Activity
Please find the lines in the following records that hold "target", and copy them.

——————

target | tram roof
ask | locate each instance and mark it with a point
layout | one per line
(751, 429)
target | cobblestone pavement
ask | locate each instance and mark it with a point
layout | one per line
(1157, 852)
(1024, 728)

——————

Response box
target | tram roof
target | cobblestone pavement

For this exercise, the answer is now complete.